Data listing
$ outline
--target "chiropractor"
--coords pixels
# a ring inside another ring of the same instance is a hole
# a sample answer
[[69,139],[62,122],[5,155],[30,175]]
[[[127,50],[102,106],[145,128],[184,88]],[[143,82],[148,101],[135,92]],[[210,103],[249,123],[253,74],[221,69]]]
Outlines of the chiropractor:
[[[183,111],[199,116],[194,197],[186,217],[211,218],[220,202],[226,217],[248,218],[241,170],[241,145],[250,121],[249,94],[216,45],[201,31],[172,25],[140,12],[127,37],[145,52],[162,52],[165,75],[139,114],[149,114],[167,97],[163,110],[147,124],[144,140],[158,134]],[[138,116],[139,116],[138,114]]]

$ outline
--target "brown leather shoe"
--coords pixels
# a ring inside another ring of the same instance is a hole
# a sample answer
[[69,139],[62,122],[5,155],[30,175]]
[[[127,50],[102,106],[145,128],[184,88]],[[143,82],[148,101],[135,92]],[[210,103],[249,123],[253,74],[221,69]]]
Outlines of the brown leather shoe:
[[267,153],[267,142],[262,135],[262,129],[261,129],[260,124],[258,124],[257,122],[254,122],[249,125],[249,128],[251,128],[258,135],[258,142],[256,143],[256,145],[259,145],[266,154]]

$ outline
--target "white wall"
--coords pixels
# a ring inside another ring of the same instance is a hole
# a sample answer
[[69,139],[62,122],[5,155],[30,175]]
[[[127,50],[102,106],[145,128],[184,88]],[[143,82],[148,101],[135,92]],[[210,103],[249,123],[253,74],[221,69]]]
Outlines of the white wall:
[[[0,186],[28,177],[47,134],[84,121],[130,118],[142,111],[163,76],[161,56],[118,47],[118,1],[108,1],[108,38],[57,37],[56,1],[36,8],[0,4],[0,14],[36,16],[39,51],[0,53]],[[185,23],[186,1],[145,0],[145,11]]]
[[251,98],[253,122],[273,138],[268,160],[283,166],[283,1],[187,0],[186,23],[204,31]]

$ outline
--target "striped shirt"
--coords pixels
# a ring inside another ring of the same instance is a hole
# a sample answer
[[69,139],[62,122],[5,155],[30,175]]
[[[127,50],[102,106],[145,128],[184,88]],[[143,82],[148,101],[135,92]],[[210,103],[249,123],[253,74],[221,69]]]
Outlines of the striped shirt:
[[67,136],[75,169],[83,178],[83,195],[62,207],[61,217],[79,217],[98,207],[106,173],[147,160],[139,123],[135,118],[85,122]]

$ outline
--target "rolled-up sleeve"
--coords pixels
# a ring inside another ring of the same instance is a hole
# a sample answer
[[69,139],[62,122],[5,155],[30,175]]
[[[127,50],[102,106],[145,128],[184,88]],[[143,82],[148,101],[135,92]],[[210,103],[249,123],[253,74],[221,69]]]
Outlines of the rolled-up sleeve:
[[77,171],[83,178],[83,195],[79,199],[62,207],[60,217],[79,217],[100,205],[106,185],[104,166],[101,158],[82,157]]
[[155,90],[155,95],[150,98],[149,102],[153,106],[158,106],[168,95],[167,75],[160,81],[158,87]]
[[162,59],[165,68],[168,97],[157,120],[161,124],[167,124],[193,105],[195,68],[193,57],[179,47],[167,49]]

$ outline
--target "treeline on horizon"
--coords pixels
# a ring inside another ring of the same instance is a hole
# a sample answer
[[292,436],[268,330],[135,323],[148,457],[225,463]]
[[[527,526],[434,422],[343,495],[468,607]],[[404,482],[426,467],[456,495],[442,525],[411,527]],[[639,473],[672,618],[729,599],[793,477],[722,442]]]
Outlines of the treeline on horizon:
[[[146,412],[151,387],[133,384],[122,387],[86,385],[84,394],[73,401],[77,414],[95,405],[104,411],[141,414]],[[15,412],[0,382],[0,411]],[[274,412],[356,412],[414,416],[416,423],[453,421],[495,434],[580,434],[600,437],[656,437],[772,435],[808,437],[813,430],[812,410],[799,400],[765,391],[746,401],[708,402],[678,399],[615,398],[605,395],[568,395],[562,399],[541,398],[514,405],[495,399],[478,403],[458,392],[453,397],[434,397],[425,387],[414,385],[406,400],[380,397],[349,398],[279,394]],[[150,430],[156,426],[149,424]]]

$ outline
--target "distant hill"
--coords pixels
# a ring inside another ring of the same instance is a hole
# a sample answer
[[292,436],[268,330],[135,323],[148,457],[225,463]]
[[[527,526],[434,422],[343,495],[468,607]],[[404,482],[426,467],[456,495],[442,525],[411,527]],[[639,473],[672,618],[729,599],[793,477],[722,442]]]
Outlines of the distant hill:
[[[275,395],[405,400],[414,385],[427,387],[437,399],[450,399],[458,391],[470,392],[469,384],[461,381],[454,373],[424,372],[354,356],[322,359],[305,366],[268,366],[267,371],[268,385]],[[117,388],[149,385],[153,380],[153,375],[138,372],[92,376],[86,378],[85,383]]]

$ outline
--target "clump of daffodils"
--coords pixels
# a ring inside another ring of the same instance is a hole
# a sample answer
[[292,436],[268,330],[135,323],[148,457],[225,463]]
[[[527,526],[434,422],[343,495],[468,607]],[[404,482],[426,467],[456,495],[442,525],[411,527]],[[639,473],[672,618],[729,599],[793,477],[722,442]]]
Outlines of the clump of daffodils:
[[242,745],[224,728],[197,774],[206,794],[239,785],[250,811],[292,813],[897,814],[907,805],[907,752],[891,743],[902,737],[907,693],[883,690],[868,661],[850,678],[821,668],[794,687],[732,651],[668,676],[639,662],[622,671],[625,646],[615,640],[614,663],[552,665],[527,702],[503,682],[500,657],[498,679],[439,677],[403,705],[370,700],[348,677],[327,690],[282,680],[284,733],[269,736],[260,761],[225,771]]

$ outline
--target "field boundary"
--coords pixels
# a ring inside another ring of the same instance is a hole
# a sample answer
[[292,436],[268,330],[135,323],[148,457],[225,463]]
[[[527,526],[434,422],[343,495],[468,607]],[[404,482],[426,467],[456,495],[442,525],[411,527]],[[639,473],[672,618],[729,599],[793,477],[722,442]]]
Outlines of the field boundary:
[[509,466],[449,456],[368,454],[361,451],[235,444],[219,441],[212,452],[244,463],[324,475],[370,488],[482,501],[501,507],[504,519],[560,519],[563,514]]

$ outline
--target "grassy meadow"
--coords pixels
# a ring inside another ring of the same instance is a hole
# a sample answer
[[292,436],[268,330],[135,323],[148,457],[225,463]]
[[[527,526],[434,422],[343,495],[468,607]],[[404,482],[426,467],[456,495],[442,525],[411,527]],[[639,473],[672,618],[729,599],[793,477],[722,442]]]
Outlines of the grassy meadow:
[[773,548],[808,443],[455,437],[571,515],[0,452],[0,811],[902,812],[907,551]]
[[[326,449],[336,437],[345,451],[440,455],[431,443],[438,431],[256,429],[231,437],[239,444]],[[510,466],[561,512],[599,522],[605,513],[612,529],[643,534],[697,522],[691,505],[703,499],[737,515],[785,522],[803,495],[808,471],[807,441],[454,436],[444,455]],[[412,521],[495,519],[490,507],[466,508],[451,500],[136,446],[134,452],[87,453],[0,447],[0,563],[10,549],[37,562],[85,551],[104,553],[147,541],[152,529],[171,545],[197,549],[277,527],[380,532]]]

▶ **Given request**
Reproduce all of the entries word for word.

▶ **The output**
$ outline
--target "chiropractor"
--coords pixels
# a ring inside another ring of the same instance is a hole
# a sample answer
[[69,139],[62,122],[5,155],[30,175]]
[[[127,50],[102,106],[145,128],[184,88]],[[143,82],[148,101],[135,92]],[[210,103],[249,123],[253,74],[221,69]]]
Outlines of the chiropractor:
[[[183,111],[199,116],[194,197],[186,217],[211,218],[220,202],[226,217],[248,218],[241,170],[241,145],[250,121],[249,94],[216,45],[201,31],[172,25],[140,12],[127,37],[145,52],[162,52],[165,75],[139,114],[149,114],[167,97],[163,110],[147,124],[144,140],[158,134]],[[138,116],[139,116],[138,114]]]

$ outline
--target "brown leather shoe"
--coords pixels
# a ring inside another ring of the same instance is a hole
# a sample answer
[[69,139],[62,122],[5,155],[30,175]]
[[[127,50],[102,106],[145,128],[184,88]],[[143,82],[148,101],[135,92]],[[210,103],[249,123],[253,74],[221,69]]]
Outlines of the brown leather shoe:
[[267,153],[267,142],[262,135],[262,129],[261,129],[260,124],[258,124],[257,122],[254,122],[249,125],[249,128],[251,128],[258,135],[258,142],[256,143],[256,145],[259,145],[266,154]]

$ outline
--target "white wall"
--coords pixels
# a ring inside another ring of the same instance is a hole
# a sample answer
[[69,139],[62,122],[5,155],[30,175]]
[[[127,50],[102,106],[145,128],[184,88]],[[143,82],[148,101],[135,92]],[[210,103],[249,123],[253,74],[221,69]]]
Outlines of the white wall:
[[[0,186],[28,177],[47,134],[84,121],[130,118],[142,111],[163,76],[161,56],[118,47],[118,1],[108,1],[108,38],[57,37],[56,1],[36,8],[0,4],[0,14],[36,16],[39,51],[0,53]],[[185,23],[186,1],[145,0],[145,11]]]
[[251,98],[253,122],[273,138],[268,160],[283,166],[283,1],[187,0],[186,23],[204,31]]

$ outline
--target "striped shirt"
--coords pixels
# a ring inside another ring of the same instance is a hole
# a sample answer
[[69,139],[62,122],[5,155],[30,175]]
[[[127,50],[102,106],[145,128],[184,88]],[[143,82],[148,101],[135,92]],[[210,103],[249,123],[253,74],[221,69]]]
Outlines of the striped shirt:
[[67,136],[75,169],[83,178],[83,195],[62,207],[61,217],[79,217],[98,207],[106,173],[147,160],[139,123],[135,118],[85,122]]

$ outline
--target "rolled-up sleeve"
--coords pixels
# a ring inside another ring of the same instance is a hole
# a sample answer
[[69,139],[62,122],[5,155],[30,175]]
[[[127,50],[102,106],[145,128],[184,88]],[[143,82],[148,101],[135,92]],[[210,103],[249,123],[253,74],[221,69]]]
Outlines of the rolled-up sleeve:
[[77,171],[83,178],[83,195],[79,199],[62,207],[60,217],[79,217],[100,205],[106,185],[104,166],[101,158],[82,157]]
[[155,90],[155,95],[150,98],[149,102],[153,106],[158,106],[168,95],[167,75],[160,81],[158,87]]
[[162,59],[165,68],[168,97],[157,120],[161,124],[167,124],[193,105],[195,68],[193,57],[179,47],[167,49]]

$ outline
--target "treeline on horizon"
--coords pixels
# a ring inside another ring of the same instance is a hole
# a sample answer
[[292,436],[268,330],[135,323],[148,457],[225,463]]
[[[527,526],[434,422],[343,495],[468,607]],[[404,482],[426,467],[456,495],[442,525],[411,527]],[[639,473],[672,618],[729,599],[793,477],[722,442]]]
Outlines of the treeline on horizon:
[[[146,412],[151,387],[133,384],[122,387],[86,385],[84,394],[73,401],[77,414],[95,405],[104,411],[141,414]],[[15,412],[0,382],[0,411]],[[274,412],[356,412],[414,416],[416,423],[453,421],[495,434],[580,434],[600,437],[656,437],[772,435],[808,437],[813,430],[812,410],[799,400],[765,391],[746,401],[708,402],[678,399],[615,398],[605,395],[568,395],[562,399],[541,398],[514,405],[495,399],[478,403],[458,392],[453,397],[434,397],[425,387],[414,385],[406,400],[380,397],[349,398],[279,394]],[[150,430],[156,426],[149,424]]]

$ outline
--target "distant hill"
--coords pixels
# a ring inside another ring of the same instance is a hole
# a sample answer
[[292,436],[268,330],[135,323],[148,457],[225,463]]
[[[527,526],[434,422],[343,495],[468,607]],[[404,482],[426,467],[456,495],[442,525],[411,527]],[[639,473],[672,618],[729,599],[793,477],[722,442]]]
Outlines of the distant hill:
[[[275,395],[405,400],[414,385],[427,387],[437,399],[450,399],[458,391],[470,392],[469,384],[461,381],[454,373],[424,372],[354,356],[322,359],[305,366],[268,366],[267,371],[268,385]],[[117,388],[149,385],[153,380],[153,375],[138,372],[92,376],[86,378],[85,383]]]

$ outline
--target "clump of daffodils"
--coords pixels
# a ring inside another ring of the same instance is a hole
# a sample answer
[[292,436],[268,330],[135,323],[148,457],[225,463]]
[[[527,526],[434,422],[343,495],[468,607]],[[404,482],[426,467],[456,495],[442,525],[411,527]],[[639,473],[672,618],[729,599],[793,477],[722,442]]]
Outlines of the clump of daffodils:
[[242,745],[224,728],[197,774],[206,794],[239,785],[250,811],[292,813],[897,814],[907,805],[907,752],[891,743],[902,737],[907,693],[883,690],[868,661],[850,678],[821,668],[794,687],[732,651],[668,676],[639,662],[622,671],[625,646],[615,640],[614,663],[552,665],[527,702],[503,682],[500,657],[498,679],[439,677],[403,705],[370,700],[348,677],[327,690],[282,680],[284,733],[269,736],[260,761],[225,771]]

$ outline
--target "field boundary"
--coords pixels
# a ring inside another ring of the same instance is a hole
# a sample answer
[[292,436],[268,330],[135,323],[148,457],[225,463]]
[[[527,526],[434,422],[343,495],[468,607]],[[404,482],[426,467],[456,495],[442,525],[411,527]],[[639,473],[672,618],[729,599],[793,477],[722,442]]]
Outlines of the field boundary:
[[509,466],[449,456],[368,454],[361,451],[235,444],[219,441],[212,452],[244,463],[324,475],[370,488],[482,501],[501,507],[504,519],[560,519],[563,514]]

$ outline
--target "grassy meadow"
--coords pixels
# a ring inside another ring of the same instance is a hole
# a sample answer
[[292,436],[268,330],[135,323],[148,457],[225,463]]
[[[527,526],[434,422],[343,495],[468,607]],[[404,482],[426,467],[456,495],[442,525],[411,527]],[[639,473],[672,618],[729,599],[793,477],[722,442]]]
Outlines of the grassy meadow:
[[773,548],[808,443],[455,437],[571,515],[0,452],[0,811],[902,812],[907,551]]
[[[326,449],[336,437],[345,451],[440,455],[431,443],[438,431],[256,429],[231,437],[239,444]],[[510,466],[561,512],[599,522],[605,513],[612,529],[643,534],[697,522],[691,505],[703,499],[737,515],[785,522],[803,495],[808,471],[807,441],[454,436],[444,455]],[[412,521],[495,519],[490,507],[466,508],[451,500],[136,446],[134,452],[87,453],[0,447],[0,563],[10,549],[37,562],[85,551],[104,553],[147,541],[152,529],[171,545],[197,549],[277,527],[380,532]]]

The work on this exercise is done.